(TASK OBJECTIVE): Write out every entry, unchanged. Skip any picture.

[START AVAILABLE RECORDS]

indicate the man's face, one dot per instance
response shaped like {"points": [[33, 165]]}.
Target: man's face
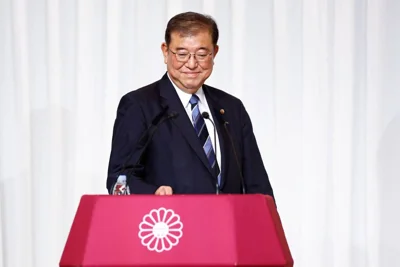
{"points": [[187, 71]]}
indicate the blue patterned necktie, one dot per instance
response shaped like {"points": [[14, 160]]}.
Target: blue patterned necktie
{"points": [[202, 133]]}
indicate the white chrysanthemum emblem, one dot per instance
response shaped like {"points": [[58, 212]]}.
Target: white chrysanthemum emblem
{"points": [[160, 230]]}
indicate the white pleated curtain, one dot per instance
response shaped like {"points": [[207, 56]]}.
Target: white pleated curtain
{"points": [[318, 77]]}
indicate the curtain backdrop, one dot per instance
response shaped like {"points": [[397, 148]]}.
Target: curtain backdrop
{"points": [[319, 78]]}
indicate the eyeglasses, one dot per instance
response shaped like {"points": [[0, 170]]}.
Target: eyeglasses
{"points": [[184, 56]]}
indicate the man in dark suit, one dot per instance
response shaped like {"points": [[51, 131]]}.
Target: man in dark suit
{"points": [[185, 153]]}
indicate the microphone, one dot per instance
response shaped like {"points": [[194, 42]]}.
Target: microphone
{"points": [[121, 186], [235, 153], [205, 115]]}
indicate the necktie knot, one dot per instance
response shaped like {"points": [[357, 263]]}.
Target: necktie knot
{"points": [[193, 101]]}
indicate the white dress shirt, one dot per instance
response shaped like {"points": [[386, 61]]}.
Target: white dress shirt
{"points": [[203, 106]]}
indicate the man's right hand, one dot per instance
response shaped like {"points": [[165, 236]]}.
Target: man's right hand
{"points": [[164, 191]]}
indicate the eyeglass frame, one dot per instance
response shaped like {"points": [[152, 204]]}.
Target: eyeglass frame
{"points": [[190, 55]]}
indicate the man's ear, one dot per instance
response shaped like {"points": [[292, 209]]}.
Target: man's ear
{"points": [[164, 50], [216, 49]]}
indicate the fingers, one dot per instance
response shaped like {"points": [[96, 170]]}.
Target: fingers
{"points": [[164, 191]]}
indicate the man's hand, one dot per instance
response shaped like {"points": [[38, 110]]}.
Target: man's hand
{"points": [[163, 191]]}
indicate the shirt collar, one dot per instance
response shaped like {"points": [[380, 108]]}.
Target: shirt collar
{"points": [[185, 97]]}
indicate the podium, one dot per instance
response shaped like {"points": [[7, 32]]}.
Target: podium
{"points": [[177, 230]]}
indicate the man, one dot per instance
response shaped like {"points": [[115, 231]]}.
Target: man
{"points": [[185, 153]]}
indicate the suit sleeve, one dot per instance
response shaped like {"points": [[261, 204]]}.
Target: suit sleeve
{"points": [[128, 128], [254, 173]]}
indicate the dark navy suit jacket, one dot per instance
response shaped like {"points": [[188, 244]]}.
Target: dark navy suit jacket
{"points": [[175, 156]]}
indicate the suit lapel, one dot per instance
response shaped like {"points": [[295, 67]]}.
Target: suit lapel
{"points": [[170, 99]]}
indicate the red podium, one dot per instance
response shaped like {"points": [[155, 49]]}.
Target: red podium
{"points": [[178, 230]]}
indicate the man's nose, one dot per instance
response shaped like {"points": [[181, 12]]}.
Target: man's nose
{"points": [[192, 62]]}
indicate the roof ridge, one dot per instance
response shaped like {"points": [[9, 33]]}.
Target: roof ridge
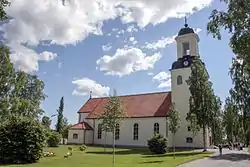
{"points": [[139, 94]]}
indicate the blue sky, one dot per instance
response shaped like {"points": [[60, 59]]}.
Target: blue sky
{"points": [[69, 64]]}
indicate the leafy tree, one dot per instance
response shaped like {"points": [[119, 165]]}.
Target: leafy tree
{"points": [[235, 19], [174, 122], [60, 123], [27, 94], [7, 74], [21, 139], [230, 119], [194, 126], [46, 122], [54, 139], [216, 125], [157, 144], [3, 5], [202, 97], [113, 114], [241, 95]]}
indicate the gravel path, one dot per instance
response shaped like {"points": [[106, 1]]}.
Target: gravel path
{"points": [[230, 158]]}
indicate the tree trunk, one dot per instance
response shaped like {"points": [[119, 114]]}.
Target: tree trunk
{"points": [[193, 141], [204, 138], [105, 142], [113, 147], [174, 145]]}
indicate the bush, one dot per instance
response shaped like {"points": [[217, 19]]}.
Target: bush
{"points": [[157, 144], [83, 147], [54, 139], [21, 140]]}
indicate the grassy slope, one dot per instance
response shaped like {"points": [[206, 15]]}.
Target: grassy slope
{"points": [[95, 157]]}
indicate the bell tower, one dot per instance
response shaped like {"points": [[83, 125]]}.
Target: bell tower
{"points": [[187, 48]]}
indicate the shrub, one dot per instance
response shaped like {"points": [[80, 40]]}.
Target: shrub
{"points": [[83, 147], [54, 139], [21, 140], [157, 144]]}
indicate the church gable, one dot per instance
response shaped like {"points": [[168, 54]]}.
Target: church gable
{"points": [[141, 105]]}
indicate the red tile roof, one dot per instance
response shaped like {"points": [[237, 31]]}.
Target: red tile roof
{"points": [[141, 105], [81, 125]]}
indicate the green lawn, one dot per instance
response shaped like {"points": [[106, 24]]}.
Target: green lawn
{"points": [[95, 157]]}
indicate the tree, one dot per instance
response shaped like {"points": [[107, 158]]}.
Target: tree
{"points": [[4, 4], [230, 119], [202, 97], [22, 140], [194, 126], [240, 94], [236, 20], [113, 114], [7, 74], [60, 123], [174, 122], [216, 125], [46, 122]]}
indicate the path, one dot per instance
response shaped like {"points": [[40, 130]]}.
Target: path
{"points": [[230, 158]]}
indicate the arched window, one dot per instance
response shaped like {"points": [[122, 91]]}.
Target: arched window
{"points": [[156, 128], [117, 132], [136, 128], [179, 80], [99, 131]]}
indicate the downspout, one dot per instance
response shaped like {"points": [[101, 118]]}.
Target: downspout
{"points": [[93, 139]]}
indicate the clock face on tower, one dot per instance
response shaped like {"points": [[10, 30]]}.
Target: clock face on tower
{"points": [[186, 62]]}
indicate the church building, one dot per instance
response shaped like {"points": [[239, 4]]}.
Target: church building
{"points": [[146, 113]]}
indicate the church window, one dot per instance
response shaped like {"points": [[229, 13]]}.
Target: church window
{"points": [[179, 80], [117, 132], [99, 131], [75, 136], [186, 48], [156, 128], [136, 128], [189, 140]]}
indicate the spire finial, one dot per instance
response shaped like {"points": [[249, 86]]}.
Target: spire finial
{"points": [[186, 25], [90, 94]]}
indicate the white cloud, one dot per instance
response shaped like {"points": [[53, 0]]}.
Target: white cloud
{"points": [[132, 39], [37, 21], [106, 47], [150, 73], [126, 61], [131, 28], [162, 43], [163, 79], [85, 85], [47, 56], [26, 59]]}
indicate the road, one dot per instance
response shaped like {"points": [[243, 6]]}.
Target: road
{"points": [[229, 158]]}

[END AVAILABLE RECORDS]

(RESPONSE TO THE TASK):
indicate the man's face, one dot per instance
response shaped like {"points": [[33, 165]]}.
Target: man's face
{"points": [[187, 71]]}
indicate the blue patterned necktie, one dot per instance
response shaped like {"points": [[14, 160]]}.
Target: blue patterned necktie
{"points": [[202, 133]]}
indicate the white chrysanthemum emblem, one dot per instance
response shaped like {"points": [[58, 212]]}.
Target: white chrysanthemum emblem
{"points": [[160, 230]]}
indicate the white pleated curtain, one dot per instance
response shaped like {"points": [[207, 56]]}.
Target: white pleated curtain
{"points": [[318, 77]]}
indicate the curtain backdrop, one dot per instance
response shaped like {"points": [[397, 148]]}.
Target: curtain backdrop
{"points": [[319, 78]]}
indicate the eyeglasses, one dot per instance
response shaped like {"points": [[0, 170]]}.
Target: eyeglasses
{"points": [[184, 56]]}
indicate the man in dark suit, one dot per instance
response shaped like {"points": [[51, 131]]}.
Target: man in dark suit
{"points": [[185, 153]]}
indicate the microphone, one dot per instance
response shaped like {"points": [[194, 42]]}.
Target: microphone
{"points": [[121, 186], [235, 153], [205, 115]]}
indicate the necktie knot, one dot per instance
response shaped like {"points": [[357, 263]]}.
Target: necktie knot
{"points": [[193, 101]]}
indicate the white dress shirt, one dot per instance
response shaped like {"points": [[386, 61]]}.
Target: white dress shirt
{"points": [[203, 106]]}
indicate the man's right hand, one dot per instance
response shaped like {"points": [[165, 236]]}.
Target: man's right hand
{"points": [[164, 191]]}
indicate the eyeglass frame, one dot per instance
response shaped like {"points": [[152, 204]]}.
Target: eyeglass frame
{"points": [[190, 55]]}
indicate the man's ear, one dot per instance
response shaped like {"points": [[292, 209]]}.
Target: man's ear
{"points": [[164, 50], [216, 49]]}
indicate the fingers, one dot per instance
response shaped like {"points": [[96, 170]]}.
Target: fingers
{"points": [[164, 191]]}
indicate the man's hand, one dot per instance
response shaped like {"points": [[38, 110]]}.
Target: man's hand
{"points": [[163, 191]]}
indicate the shirt collar, one dot per instance
response shaped like {"points": [[380, 108]]}.
Target: shirt collar
{"points": [[185, 97]]}
indicate the podium, one dot per instance
response shaped like {"points": [[7, 32]]}.
Target: podium
{"points": [[177, 230]]}
indicate the man, one dot per instance
response shaped like {"points": [[115, 231]]}.
Target: man
{"points": [[185, 153]]}
indicate the suit sleeve, one dot per instance
response shaped like {"points": [[261, 204]]}.
Target: suit sleeve
{"points": [[128, 128], [254, 173]]}
indicate the dark navy suit jacket, one dot per instance
response shaped like {"points": [[188, 244]]}.
Target: dark navy suit jacket
{"points": [[175, 156]]}
indicate the suit lapel, one dot per instance
response shaped like {"points": [[295, 67]]}.
Target: suit lapel
{"points": [[170, 99]]}
indicate the red podium, one dot per instance
response shaped like {"points": [[155, 49]]}.
Target: red podium
{"points": [[178, 230]]}
indicate the man's nose, one dot per instance
response shaped like {"points": [[181, 12]]}.
Target: man's nose
{"points": [[192, 62]]}
indicate the roof ridge, one dot per instance
response shaped like {"points": [[9, 33]]}.
Target: roof ridge
{"points": [[139, 94]]}
indicate the blue sky, one dot per instance
response shaped like {"points": [[60, 59]]}.
Target: blue sky
{"points": [[69, 64]]}
indicate the leafy tree, one dot per instance
response shaped like {"points": [[119, 165]]}.
Target: leafy tree
{"points": [[235, 19], [174, 122], [60, 123], [27, 94], [7, 74], [21, 139], [230, 119], [194, 126], [46, 122], [54, 139], [216, 125], [157, 144], [3, 5], [202, 97], [113, 114], [241, 95]]}
indicate the gravel path, one dot per instance
response shaped like {"points": [[106, 1]]}.
Target: gravel path
{"points": [[230, 158]]}
indicate the tree trunk, one dot per instance
response shaped like {"points": [[119, 114]]}.
Target: tree trunk
{"points": [[193, 141], [204, 138], [105, 142], [113, 147], [174, 145]]}
indicate the bush, one dot per instance
response shaped like {"points": [[217, 19]]}.
Target: bush
{"points": [[157, 144], [83, 147], [54, 139], [21, 140]]}
indicate the grassy slope, one dot per instance
response shaped like {"points": [[206, 15]]}.
Target: grassy slope
{"points": [[95, 157]]}
indicate the bell tower, one dot per instance
response shaped like {"points": [[83, 125]]}.
Target: bell tower
{"points": [[187, 48]]}
indicate the shrub, one dot per instance
response shaped like {"points": [[80, 40]]}.
Target: shrub
{"points": [[83, 147], [54, 139], [21, 140], [157, 144]]}
indicate the church gable, one dot per instance
response shaped like {"points": [[168, 54]]}.
Target: church gable
{"points": [[141, 105]]}
indicate the red tile roof, one dot per instance
response shaped like {"points": [[237, 31]]}.
Target: red tile roof
{"points": [[141, 105], [81, 125]]}
indicate the green lawn, one dot per instance
response shaped like {"points": [[106, 24]]}.
Target: green lawn
{"points": [[95, 157]]}
indicate the tree, one dot per instance
response shaped like {"points": [[107, 158]]}.
Target: tree
{"points": [[4, 4], [230, 119], [202, 97], [22, 140], [194, 126], [240, 94], [236, 20], [113, 114], [7, 74], [60, 123], [174, 122], [216, 125], [46, 122]]}
indicate the path, one dot per instance
response shaped like {"points": [[40, 130]]}.
Target: path
{"points": [[230, 158]]}
indicate the arched window, one dot per instance
response shaped like {"points": [[122, 91]]}.
Target: arched window
{"points": [[156, 128], [117, 132], [136, 128], [179, 80], [99, 131]]}
indicate the downspout, one dot per instance
response shaped like {"points": [[101, 118]]}.
Target: downspout
{"points": [[93, 139]]}
indicate the clock face on tower, one dot per instance
response shaped like {"points": [[10, 30]]}.
Target: clock face on tower
{"points": [[186, 62]]}
indicate the church building, one dot per instance
response shaped like {"points": [[239, 4]]}.
Target: church building
{"points": [[146, 113]]}
indicate the church window, one dot per instance
response shaped like {"points": [[229, 13]]}.
Target: church window
{"points": [[179, 80], [117, 132], [99, 131], [75, 136], [186, 48], [156, 128], [136, 128], [189, 140]]}
indicate the spire finial, one dot per instance
response shaped like {"points": [[249, 86]]}.
Target: spire finial
{"points": [[186, 25], [90, 94]]}
indicate the white cloud, one dot per instance
response shaped like {"points": [[53, 0]]}.
Target: white cloud
{"points": [[132, 39], [37, 21], [106, 47], [150, 73], [126, 61], [131, 28], [162, 43], [163, 79], [85, 85], [47, 56], [26, 59]]}
indicate the road, one dot per instance
response shaped like {"points": [[243, 6]]}.
Target: road
{"points": [[229, 158]]}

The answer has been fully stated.